QUESTIONS
A. Translate this sentence from the passage on the Holy Cross Church below into German: "In 1400 Prince-Archbishop Otto II granted an indulgence of forty days to all who aided with new constructions with the Holy Cross Church."
B. Proceed with the passage on the Holy Cross Church, picking up right after its final sentence.

(PASSAGE PROVIDED)

The Holy Cross Church (N. Low Saxon: Hilligkrüüzkark; Heilig-Kreuz-Kirche, more formal also: Kirche zum Heiligen Kreuz) is the church of the Neuenwalde Convent. Convent and Holy Cross Church are owned by the Bremian Knighthood, based in Stade. However, church and parsonage (also part of the Convent property), are used per usufruct by the Lutheran Neuenwalde Congregation in Neuenwalde, a locality of Geestland, Lower Saxony, Germany. Besides the Holy Cross Church, only used, the congregation uses and owns the chapel in Hymendorf.

==History==
After the Convent had moved from Wolde, present Altenwalde, new church and convent buildings were erected on a land spit in the midst of fens at the brink of the Wesermünde Geest, presently known as Neuenwalde. The church adopted its naming from the Holy Cross, a relic of which remained in the incorporated Chapel of the Holy Cross and St. Willehadus on the Mount (i.e. hill; est. 13th century, abandoned between 1590 and 1629) in Altenwalde. Since 1181, and on until 1648, the area formed part of the Prince-Archbishopric of Bremen. Neuenwalde was made a parish of its own and its precinct was redistricted from that of the St. Dionysius parish in Debstedt. The convent Church of the Holy Cross thus simultaneously served as parish church for the Neuenwalders.

On 30 November 1390 the convent received a papal indulgence, presumably for repairs to the Holy Cross Church. In 1400 Prince-Archbishop Otto II granted an indulgence of forty days to all who aided with new constructions with the Holy Cross Church. In 1428 Prince-Archbishop Nicholas renewed the convent's privilege of granting indulgences both for visiting the Holy Cross Church on certain feast days as well as for material aid in building and decorating it.

(End PASSAGE PROVIDED)
(EXERCISE DATA)

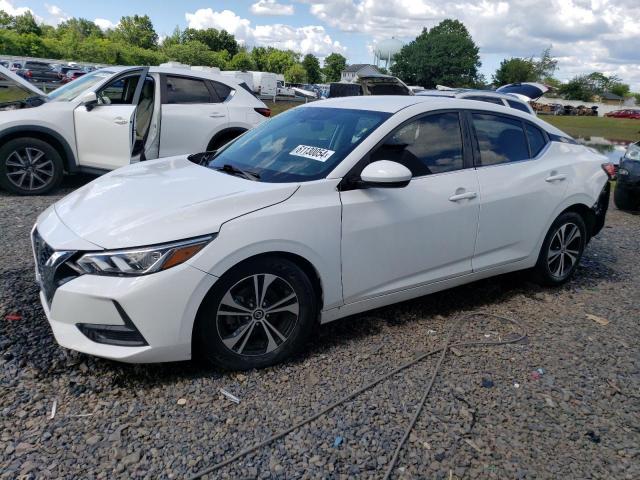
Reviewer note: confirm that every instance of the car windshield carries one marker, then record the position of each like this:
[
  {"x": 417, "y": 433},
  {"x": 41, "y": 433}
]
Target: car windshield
[
  {"x": 71, "y": 90},
  {"x": 300, "y": 145}
]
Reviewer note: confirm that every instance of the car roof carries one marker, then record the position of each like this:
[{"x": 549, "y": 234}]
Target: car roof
[{"x": 394, "y": 103}]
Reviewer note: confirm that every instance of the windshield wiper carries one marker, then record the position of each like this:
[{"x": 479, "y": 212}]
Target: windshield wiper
[{"x": 228, "y": 168}]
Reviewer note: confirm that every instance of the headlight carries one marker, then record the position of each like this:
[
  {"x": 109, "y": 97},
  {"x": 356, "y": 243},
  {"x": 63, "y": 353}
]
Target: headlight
[
  {"x": 141, "y": 261},
  {"x": 633, "y": 152}
]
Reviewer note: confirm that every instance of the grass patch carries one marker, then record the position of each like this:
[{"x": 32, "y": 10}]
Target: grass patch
[{"x": 610, "y": 128}]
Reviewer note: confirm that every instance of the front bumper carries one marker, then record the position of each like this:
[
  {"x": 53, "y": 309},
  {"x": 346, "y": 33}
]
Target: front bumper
[
  {"x": 162, "y": 307},
  {"x": 133, "y": 319}
]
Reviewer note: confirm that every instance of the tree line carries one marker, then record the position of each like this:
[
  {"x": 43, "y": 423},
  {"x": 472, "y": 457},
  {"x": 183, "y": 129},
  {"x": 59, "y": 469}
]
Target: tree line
[
  {"x": 447, "y": 55},
  {"x": 134, "y": 41}
]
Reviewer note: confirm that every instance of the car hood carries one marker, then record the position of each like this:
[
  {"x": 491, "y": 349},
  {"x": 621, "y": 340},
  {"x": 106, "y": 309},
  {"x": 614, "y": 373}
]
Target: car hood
[
  {"x": 7, "y": 76},
  {"x": 161, "y": 201}
]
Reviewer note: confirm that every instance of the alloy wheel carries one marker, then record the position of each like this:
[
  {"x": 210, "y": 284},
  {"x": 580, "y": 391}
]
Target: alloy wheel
[
  {"x": 564, "y": 250},
  {"x": 28, "y": 168},
  {"x": 257, "y": 314}
]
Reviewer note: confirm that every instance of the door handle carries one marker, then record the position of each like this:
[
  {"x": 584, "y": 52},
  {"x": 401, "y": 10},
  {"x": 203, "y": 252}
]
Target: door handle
[
  {"x": 556, "y": 178},
  {"x": 462, "y": 196}
]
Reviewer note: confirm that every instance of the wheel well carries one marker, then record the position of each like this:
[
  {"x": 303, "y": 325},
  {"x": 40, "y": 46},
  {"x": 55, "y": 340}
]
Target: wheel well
[
  {"x": 45, "y": 137},
  {"x": 224, "y": 135},
  {"x": 587, "y": 214}
]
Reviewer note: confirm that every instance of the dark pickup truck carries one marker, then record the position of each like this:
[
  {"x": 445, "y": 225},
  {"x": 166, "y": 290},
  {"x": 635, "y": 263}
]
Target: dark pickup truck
[{"x": 39, "y": 72}]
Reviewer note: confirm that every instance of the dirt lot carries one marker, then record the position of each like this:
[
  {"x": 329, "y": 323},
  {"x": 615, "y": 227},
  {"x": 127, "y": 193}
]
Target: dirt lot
[{"x": 489, "y": 415}]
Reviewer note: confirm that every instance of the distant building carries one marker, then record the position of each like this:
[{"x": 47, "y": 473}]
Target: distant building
[
  {"x": 609, "y": 98},
  {"x": 350, "y": 73}
]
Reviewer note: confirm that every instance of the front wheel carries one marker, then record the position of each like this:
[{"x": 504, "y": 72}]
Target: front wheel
[
  {"x": 256, "y": 315},
  {"x": 29, "y": 166},
  {"x": 561, "y": 250}
]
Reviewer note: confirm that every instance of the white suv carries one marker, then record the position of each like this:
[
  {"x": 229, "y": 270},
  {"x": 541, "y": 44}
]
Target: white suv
[
  {"x": 327, "y": 210},
  {"x": 112, "y": 117}
]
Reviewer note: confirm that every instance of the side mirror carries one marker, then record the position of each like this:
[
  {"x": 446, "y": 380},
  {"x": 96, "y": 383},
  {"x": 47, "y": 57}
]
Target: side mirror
[
  {"x": 89, "y": 100},
  {"x": 385, "y": 174}
]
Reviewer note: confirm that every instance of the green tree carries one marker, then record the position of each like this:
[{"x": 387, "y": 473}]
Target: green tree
[
  {"x": 279, "y": 61},
  {"x": 26, "y": 23},
  {"x": 514, "y": 70},
  {"x": 311, "y": 65},
  {"x": 445, "y": 55},
  {"x": 296, "y": 73},
  {"x": 6, "y": 20},
  {"x": 194, "y": 52},
  {"x": 79, "y": 28},
  {"x": 136, "y": 30},
  {"x": 334, "y": 64},
  {"x": 578, "y": 88},
  {"x": 215, "y": 40},
  {"x": 242, "y": 61},
  {"x": 546, "y": 66}
]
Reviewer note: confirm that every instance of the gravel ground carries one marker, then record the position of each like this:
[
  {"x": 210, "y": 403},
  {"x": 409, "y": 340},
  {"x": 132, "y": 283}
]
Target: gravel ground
[{"x": 489, "y": 415}]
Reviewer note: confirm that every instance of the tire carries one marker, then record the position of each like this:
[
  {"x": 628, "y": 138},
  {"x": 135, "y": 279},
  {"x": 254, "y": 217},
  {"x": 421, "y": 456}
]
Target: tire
[
  {"x": 232, "y": 333},
  {"x": 624, "y": 200},
  {"x": 29, "y": 166},
  {"x": 549, "y": 270}
]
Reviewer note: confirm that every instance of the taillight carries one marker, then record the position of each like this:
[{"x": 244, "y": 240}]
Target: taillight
[
  {"x": 610, "y": 170},
  {"x": 265, "y": 112}
]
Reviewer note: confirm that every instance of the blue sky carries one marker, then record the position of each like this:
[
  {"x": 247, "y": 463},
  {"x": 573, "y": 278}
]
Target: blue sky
[{"x": 585, "y": 35}]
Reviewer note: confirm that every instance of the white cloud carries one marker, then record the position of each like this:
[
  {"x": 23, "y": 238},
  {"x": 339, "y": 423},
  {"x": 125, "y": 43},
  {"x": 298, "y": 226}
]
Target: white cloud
[
  {"x": 57, "y": 15},
  {"x": 584, "y": 34},
  {"x": 271, "y": 7},
  {"x": 8, "y": 7},
  {"x": 104, "y": 24},
  {"x": 308, "y": 39}
]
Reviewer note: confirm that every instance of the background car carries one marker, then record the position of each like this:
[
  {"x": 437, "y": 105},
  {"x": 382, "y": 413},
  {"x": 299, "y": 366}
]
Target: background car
[
  {"x": 627, "y": 192},
  {"x": 39, "y": 72},
  {"x": 112, "y": 117},
  {"x": 323, "y": 212},
  {"x": 72, "y": 75}
]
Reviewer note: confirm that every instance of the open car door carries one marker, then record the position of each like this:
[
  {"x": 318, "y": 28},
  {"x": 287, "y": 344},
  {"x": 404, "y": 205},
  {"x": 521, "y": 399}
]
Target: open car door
[{"x": 105, "y": 131}]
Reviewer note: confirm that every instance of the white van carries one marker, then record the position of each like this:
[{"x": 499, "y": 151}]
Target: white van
[
  {"x": 240, "y": 77},
  {"x": 265, "y": 83}
]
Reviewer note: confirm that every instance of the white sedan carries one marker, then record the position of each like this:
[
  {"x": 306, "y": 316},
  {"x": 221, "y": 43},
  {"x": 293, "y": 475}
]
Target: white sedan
[
  {"x": 324, "y": 211},
  {"x": 113, "y": 117}
]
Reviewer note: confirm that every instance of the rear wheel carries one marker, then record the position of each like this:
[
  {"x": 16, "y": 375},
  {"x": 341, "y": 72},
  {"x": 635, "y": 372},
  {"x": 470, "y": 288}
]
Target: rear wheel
[
  {"x": 256, "y": 315},
  {"x": 29, "y": 166},
  {"x": 561, "y": 250}
]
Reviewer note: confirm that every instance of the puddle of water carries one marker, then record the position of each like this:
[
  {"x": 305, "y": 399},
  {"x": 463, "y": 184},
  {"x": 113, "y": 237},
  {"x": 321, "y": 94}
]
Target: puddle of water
[{"x": 613, "y": 149}]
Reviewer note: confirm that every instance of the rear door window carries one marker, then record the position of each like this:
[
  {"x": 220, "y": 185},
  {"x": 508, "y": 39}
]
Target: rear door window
[
  {"x": 501, "y": 139},
  {"x": 428, "y": 145},
  {"x": 187, "y": 90}
]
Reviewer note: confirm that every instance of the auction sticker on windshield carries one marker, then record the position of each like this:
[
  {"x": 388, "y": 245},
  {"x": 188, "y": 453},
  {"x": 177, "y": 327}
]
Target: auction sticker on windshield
[{"x": 314, "y": 153}]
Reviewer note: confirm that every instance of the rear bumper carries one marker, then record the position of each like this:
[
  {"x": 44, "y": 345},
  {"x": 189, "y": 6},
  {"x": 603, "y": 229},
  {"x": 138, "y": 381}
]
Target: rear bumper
[{"x": 600, "y": 209}]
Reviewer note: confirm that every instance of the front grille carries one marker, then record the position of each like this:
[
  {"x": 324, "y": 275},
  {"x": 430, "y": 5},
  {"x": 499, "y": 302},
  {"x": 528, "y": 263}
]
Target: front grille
[{"x": 52, "y": 269}]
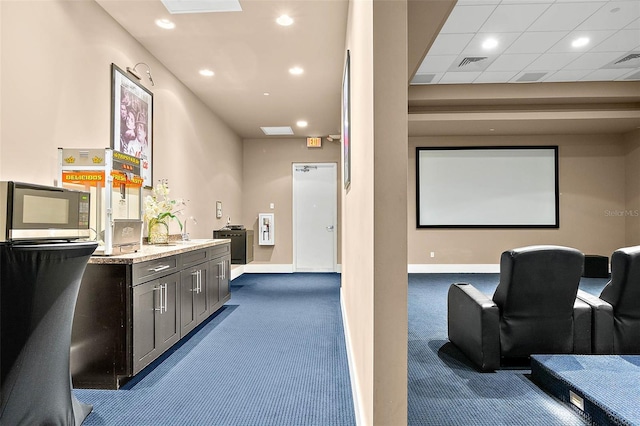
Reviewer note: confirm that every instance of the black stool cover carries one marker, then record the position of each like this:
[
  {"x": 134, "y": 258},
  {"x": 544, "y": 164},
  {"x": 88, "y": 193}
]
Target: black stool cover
[{"x": 39, "y": 286}]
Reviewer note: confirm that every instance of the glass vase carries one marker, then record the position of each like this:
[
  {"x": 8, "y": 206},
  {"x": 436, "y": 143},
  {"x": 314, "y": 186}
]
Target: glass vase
[{"x": 159, "y": 232}]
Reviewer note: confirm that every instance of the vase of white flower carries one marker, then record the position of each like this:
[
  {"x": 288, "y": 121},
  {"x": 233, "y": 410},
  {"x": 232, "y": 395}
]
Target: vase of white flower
[{"x": 159, "y": 209}]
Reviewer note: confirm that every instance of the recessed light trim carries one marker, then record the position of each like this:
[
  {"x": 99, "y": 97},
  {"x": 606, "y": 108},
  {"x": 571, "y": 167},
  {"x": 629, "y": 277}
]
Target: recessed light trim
[
  {"x": 277, "y": 130},
  {"x": 296, "y": 71},
  {"x": 580, "y": 42},
  {"x": 165, "y": 24},
  {"x": 284, "y": 20}
]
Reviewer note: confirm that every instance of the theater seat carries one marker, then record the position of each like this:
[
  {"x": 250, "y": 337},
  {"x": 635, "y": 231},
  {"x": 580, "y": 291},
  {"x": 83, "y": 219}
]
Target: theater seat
[
  {"x": 616, "y": 313},
  {"x": 534, "y": 309}
]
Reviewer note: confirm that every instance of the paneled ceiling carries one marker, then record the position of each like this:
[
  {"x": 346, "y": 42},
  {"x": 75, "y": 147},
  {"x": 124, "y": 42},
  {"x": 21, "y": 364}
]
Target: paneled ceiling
[
  {"x": 500, "y": 41},
  {"x": 250, "y": 56}
]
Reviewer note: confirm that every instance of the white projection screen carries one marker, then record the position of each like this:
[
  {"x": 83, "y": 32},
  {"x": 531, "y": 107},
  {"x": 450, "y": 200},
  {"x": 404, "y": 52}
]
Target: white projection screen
[{"x": 487, "y": 187}]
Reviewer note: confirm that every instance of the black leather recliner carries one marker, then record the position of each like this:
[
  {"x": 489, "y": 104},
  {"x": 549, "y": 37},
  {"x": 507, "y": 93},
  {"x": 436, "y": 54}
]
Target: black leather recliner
[
  {"x": 534, "y": 309},
  {"x": 616, "y": 313}
]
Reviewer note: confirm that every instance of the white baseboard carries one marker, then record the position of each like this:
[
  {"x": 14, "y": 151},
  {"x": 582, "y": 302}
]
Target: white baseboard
[
  {"x": 355, "y": 390},
  {"x": 453, "y": 268},
  {"x": 266, "y": 268}
]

(End EXERCISE DATA)

RESULTS BY TASK
A. Im Jahr 1400 gewährte Fürsterzbischof Otto II. allen, die bei Neubauten an der Heilig-Kreuz-Kirche halfen, einen Ablass von vierzig Tagen.

B.
On 26 December 1499 the Wursten Frisians had defeated the Great or Black Guard in Weddewarden, hired by Hadeln's Regent Magnus, the heir apparent of Saxe-Lauenburg to subject them. On New Year's Day 1500, the surviving mercenaries — trekking on towards Saxe-Lauenburgian Hadeln — ravaged and plundered the nunnery, before burning it to ashes. Choirbooks, documents, tapestries, chasubles, and paraments were lost in the fire. In 1503 the papal legate, Cardinal Raymond Peraudi, granted the convent an indulgence-privilege allowing for the reconstruction of the cloister.

In 1584 the first Lutheran pastor is recorded for the Holy Cross Church. Since the preachers were to be appointed in consensus with the prioress, the employment of a Lutheran pastor indicates the conversion of most Neuenwalde nuns to Lutheranism by then. With their advowson the prioresses blocked the intention of Bremen's Bederkesa bailiffs (the Bailiwick of Bederkesa [Amt Bederkesa] being between 1381/1421 and 1654 under the city's rule) to install Reformed preachers, unlike in Bederkesa proper, Debstedt, Flögeln, Holßel, Lehe, and Ringstedt (St. Fabian Church, Ringstedt) where the conversion then succeeded.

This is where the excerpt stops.